§ **EXERCISE REQUIREMENTS**
Even where a record seems odd, copy it exactly as it appears below.

§ **EXTRACTED DATA**
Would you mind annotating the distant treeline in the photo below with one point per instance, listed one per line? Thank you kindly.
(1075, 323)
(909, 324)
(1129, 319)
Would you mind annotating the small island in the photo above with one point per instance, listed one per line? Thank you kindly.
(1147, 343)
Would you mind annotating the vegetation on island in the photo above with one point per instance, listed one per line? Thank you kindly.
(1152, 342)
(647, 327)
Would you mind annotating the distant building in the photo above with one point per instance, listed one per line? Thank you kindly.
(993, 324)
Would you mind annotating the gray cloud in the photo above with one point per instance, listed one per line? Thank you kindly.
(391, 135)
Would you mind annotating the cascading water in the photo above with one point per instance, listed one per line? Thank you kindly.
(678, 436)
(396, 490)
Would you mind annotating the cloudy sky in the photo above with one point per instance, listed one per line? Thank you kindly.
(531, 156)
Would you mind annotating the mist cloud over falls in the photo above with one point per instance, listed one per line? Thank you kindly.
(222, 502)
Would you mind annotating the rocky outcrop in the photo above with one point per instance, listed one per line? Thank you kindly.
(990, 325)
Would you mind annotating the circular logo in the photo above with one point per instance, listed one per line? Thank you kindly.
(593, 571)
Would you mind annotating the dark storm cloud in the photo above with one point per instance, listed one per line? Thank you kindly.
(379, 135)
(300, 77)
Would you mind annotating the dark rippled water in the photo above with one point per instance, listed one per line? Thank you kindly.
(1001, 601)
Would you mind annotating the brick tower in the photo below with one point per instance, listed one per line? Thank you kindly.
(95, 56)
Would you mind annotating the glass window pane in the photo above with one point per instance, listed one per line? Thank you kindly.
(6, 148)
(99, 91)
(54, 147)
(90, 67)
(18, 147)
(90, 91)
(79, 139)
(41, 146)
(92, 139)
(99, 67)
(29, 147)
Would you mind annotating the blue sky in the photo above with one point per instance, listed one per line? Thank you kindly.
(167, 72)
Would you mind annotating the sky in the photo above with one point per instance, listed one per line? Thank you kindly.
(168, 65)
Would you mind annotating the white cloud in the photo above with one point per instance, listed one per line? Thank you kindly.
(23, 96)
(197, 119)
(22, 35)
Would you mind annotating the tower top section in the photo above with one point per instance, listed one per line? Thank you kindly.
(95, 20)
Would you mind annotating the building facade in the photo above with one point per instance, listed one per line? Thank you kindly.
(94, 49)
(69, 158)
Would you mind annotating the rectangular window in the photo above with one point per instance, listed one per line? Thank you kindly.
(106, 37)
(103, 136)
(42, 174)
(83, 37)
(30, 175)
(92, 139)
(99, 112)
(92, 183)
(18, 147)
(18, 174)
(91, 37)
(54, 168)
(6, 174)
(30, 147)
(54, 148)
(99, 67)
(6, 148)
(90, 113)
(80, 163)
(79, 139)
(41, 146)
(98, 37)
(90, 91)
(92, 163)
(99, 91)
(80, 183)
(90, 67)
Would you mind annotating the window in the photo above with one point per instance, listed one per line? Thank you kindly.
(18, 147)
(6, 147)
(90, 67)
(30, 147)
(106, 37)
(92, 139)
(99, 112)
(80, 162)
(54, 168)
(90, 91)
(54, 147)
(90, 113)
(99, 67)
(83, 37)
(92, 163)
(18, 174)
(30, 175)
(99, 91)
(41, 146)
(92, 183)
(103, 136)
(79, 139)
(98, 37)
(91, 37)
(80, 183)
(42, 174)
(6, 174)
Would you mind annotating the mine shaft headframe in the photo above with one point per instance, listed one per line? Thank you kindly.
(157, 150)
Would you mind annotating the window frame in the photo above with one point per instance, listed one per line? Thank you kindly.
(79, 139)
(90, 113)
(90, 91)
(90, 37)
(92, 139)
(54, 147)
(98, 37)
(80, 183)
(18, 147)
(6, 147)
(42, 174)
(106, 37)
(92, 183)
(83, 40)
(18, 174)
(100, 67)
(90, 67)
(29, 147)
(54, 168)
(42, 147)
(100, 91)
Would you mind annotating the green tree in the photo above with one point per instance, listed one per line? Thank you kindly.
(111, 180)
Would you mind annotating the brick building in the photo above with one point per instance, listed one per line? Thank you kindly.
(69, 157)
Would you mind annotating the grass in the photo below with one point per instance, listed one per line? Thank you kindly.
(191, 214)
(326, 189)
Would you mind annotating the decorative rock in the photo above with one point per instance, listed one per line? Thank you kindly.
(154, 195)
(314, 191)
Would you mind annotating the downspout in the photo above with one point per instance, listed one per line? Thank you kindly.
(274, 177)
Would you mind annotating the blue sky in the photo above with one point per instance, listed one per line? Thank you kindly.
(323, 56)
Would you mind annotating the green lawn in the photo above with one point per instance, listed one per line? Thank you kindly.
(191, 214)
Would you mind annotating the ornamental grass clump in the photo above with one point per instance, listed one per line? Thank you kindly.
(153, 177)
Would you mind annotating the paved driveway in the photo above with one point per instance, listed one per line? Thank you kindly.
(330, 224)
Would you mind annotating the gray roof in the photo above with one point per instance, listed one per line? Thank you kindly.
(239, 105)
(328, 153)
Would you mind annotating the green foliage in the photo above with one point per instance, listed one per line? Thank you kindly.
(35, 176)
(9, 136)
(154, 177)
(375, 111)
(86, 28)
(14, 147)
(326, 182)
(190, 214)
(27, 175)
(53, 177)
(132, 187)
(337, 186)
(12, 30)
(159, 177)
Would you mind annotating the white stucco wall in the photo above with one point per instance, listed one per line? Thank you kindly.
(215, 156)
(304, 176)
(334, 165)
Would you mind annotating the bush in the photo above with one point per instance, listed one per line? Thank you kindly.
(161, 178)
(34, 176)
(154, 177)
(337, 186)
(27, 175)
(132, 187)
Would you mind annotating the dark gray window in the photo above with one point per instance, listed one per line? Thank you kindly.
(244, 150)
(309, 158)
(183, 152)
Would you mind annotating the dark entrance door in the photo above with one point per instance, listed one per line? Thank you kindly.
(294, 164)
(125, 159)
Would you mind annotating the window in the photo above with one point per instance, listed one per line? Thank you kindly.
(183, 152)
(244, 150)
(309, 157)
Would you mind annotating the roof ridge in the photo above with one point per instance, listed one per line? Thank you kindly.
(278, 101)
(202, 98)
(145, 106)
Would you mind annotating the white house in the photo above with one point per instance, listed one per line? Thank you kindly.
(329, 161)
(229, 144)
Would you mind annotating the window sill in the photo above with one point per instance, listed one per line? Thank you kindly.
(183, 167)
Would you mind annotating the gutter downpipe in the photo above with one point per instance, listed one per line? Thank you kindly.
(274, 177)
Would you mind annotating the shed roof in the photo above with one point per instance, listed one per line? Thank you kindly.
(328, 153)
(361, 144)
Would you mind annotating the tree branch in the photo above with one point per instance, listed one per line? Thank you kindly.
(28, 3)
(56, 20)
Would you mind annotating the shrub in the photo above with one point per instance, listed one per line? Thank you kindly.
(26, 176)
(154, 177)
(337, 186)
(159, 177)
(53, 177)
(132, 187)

§ **TASK SOLUTION**
Would you mind annotating the distant treeline in the photo below with one point per instance, listed one per line? Thank you kindly.
(1075, 323)
(909, 324)
(1129, 319)
Would you mind annotating the small island in the photo above with one point per instance, listed one per line? Thank you kindly.
(1147, 343)
Would you mind annotating the vegetation on island in the photo above with one point per instance, listed one per line? Thank you kindly.
(1152, 342)
(647, 327)
Would you mind annotating the distant building in the photo above with one point per instance, listed one per line? Thank you kindly.
(993, 324)
Would you mind annotating the gray cloud in the photo above with one point per instance, listed one per line? Thank you kindly.
(391, 135)
Would you mind annotating the cascading water in the photo above with one point per instance, listed one per line? Thank you kindly.
(678, 436)
(396, 490)
Would you mind annotating the cloudy sky in the photo above with one point per instance, listed one per line? Thank you kindly.
(531, 156)
Would you mind annotating the mist cloud over falls in the photo above with one point per instance, listed one per line? Thank you kindly.
(222, 502)
Would you mind annotating the rocky outcrop in the photo above with one point per instance, listed one per line? Thank you kindly.
(990, 325)
Would you mind annotating the circular logo in the photo above with one point per instance, listed one per line? Thank you kindly.
(593, 571)
Would you mind annotating the dark storm cloud in the photo above with one point per instance, listed one per line? Thank you kindly.
(379, 135)
(300, 77)
Would you mind annotating the dark rippled water in the photo above with one point per instance, listed one per line? Thank you kindly.
(1001, 601)
Would you mind annotating the brick tower in the photo below with one point per instance, listed one per line? Thank you kindly.
(95, 56)
Would you mind annotating the glass window pane in the photo above with one point per instance, listed one per line? Thank you kindly.
(6, 148)
(99, 91)
(54, 147)
(90, 67)
(18, 147)
(90, 91)
(79, 139)
(41, 146)
(92, 139)
(99, 67)
(29, 147)
Would you mind annotating the blue sky in the photo above with one point per instance, listed one per line? Thank you kindly.
(167, 72)
Would you mind annotating the sky in the photo above with one point per instance, listed one per line? Thank you kindly.
(168, 65)
Would you mind annotating the white cloud in the photo above with one point per instance, listed one per line? Thank you kindly.
(23, 96)
(197, 119)
(22, 35)
Would you mind annotating the tower top section in the photo above with one point per instance, listed one per line? Thank you kindly.
(95, 20)
Would you mind annotating the building facade in the photo above with one point per instance, listed one per line? Thank you kindly.
(94, 49)
(69, 158)
Would you mind annotating the rectangular window in the photo above with one point per instance, listed one per line? Thank you kindly.
(106, 37)
(103, 136)
(42, 174)
(83, 37)
(30, 175)
(92, 139)
(99, 112)
(92, 183)
(18, 147)
(18, 174)
(91, 37)
(54, 168)
(6, 174)
(30, 147)
(54, 148)
(99, 67)
(6, 148)
(90, 113)
(80, 163)
(79, 139)
(41, 146)
(98, 37)
(90, 91)
(92, 163)
(99, 91)
(80, 183)
(90, 67)
Would you mind annotating the window in the photo above with one point per instance, listed one per line? Thank you kindly.
(18, 147)
(6, 147)
(90, 67)
(30, 147)
(106, 37)
(92, 139)
(99, 112)
(80, 162)
(54, 168)
(90, 91)
(54, 147)
(90, 113)
(99, 67)
(83, 37)
(92, 163)
(18, 174)
(30, 175)
(99, 91)
(41, 146)
(92, 183)
(103, 136)
(79, 139)
(98, 37)
(91, 37)
(80, 183)
(42, 174)
(6, 174)
Would you mind annotating the mine shaft headframe in the photo above with one point per instance, listed one per line? Thank you kindly.
(157, 150)
Would you mind annotating the window frame in the photo above with one point per instance, listed one per line? Thank you kindly.
(79, 139)
(90, 113)
(90, 91)
(90, 37)
(92, 139)
(54, 147)
(98, 37)
(80, 183)
(18, 147)
(6, 147)
(42, 174)
(106, 37)
(92, 183)
(83, 40)
(18, 174)
(100, 67)
(90, 67)
(29, 147)
(54, 168)
(42, 147)
(100, 91)
Would you mind annotating the green tree in the photo above with one point per instance, listed one per line? Thank you kindly.
(111, 180)
Would you mind annotating the brick building in the photo above with one point per instance, listed one per line? Thank you kindly.
(69, 157)
Would you mind annotating the grass in the photo below with one point per instance, listed one per line? Thank you kindly.
(191, 214)
(326, 189)
Would you mind annotating the decorative rock in the photo above with one point per instance, listed one per line? Thank you kindly.
(154, 195)
(314, 191)
Would you mind annotating the downspout in the photo above with one point per instance, listed one per line? Thank you kindly.
(274, 177)
Would you mind annotating the blue sky in the photo above with one point per instance, listed one per line? Thank you kindly.
(323, 56)
Would you mind annotating the green lawn in the photo above with one point per instance, listed one per line? Thank you kindly.
(191, 214)
Would you mind annotating the ornamental grass clump in the photo above with one point per instance, listed one per line? Thank you kindly.
(153, 177)
Would you mind annotating the paved driveway in the photo above with one point per instance, listed one per line? Thank you kindly.
(330, 224)
Would you mind annotating the gray roof in the photo above with one point per instance, listed one per line? Thank you kindly.
(239, 105)
(328, 153)
Would you mind annotating the green foliage in the photo above with one point per instance, listed one per line? Thank you kindly.
(35, 176)
(9, 136)
(154, 177)
(375, 111)
(86, 28)
(14, 147)
(326, 182)
(190, 214)
(27, 175)
(53, 177)
(132, 187)
(337, 186)
(12, 30)
(159, 177)
Would you mind annotating the white stucco wall in the photo above with one point per instance, listed one per line? Thank you kindly.
(215, 156)
(304, 176)
(334, 165)
Would you mind annotating the bush in the photo above with one point per instance, listed one per line? Thank you kindly.
(161, 178)
(34, 176)
(154, 177)
(337, 186)
(27, 175)
(132, 187)
Would you mind annotating the dark gray window in the photo above with one point per instance, listed one per line? Thank you kindly.
(244, 150)
(309, 158)
(183, 152)
Would you mind annotating the dark entrance door in the photo above with one point per instance, listed one per line? Thank you kindly.
(294, 164)
(125, 159)
Would you mind annotating the window in the photo above with one point per instance, listed one per line? Thank you kindly.
(183, 152)
(244, 150)
(309, 157)
Would you mind annotating the roof ridge in the photo above with one point per instance, listed one per line? Thank you kindly.
(278, 101)
(202, 98)
(145, 106)
Would you mind annotating the white house in the photo above with one point per instance, listed one per line? Thank you kindly.
(329, 161)
(229, 144)
Would you mind annotating the window sill in the photo above with one point per instance, listed one per line? Thank you kindly.
(183, 167)
Would you mind annotating the gutter downpipe in the photo above with one point per instance, listed one per line? Thank you kindly.
(274, 177)
Would you mind annotating the shed roof in the photo above with one point per instance, listed one per line? Thank you kindly.
(328, 153)
(361, 144)
Would you mind annotating the tree branch in the photo above with one point per instance, listed one per line? Thank you kindly.
(28, 3)
(56, 20)
Would you mind annotating the shrub in the photo above with one point per instance, listed one per line? Thank you kindly.
(26, 176)
(154, 177)
(337, 186)
(159, 177)
(53, 177)
(132, 187)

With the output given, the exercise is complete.